▶ [Task prompt]:
Each entry below has to be written out again without any change.

▶ [Stored entries]:
◆ ◆ ◆ ◆ ◆
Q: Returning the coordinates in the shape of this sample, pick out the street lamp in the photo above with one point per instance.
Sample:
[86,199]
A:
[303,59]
◆ ◆ ◆ ◆ ◆
▶ [Exercise output]:
Q: Returning the coordinates in the shape of this sample, pick out the street lamp in the photo above with one point per instance.
Sample:
[86,199]
A:
[303,59]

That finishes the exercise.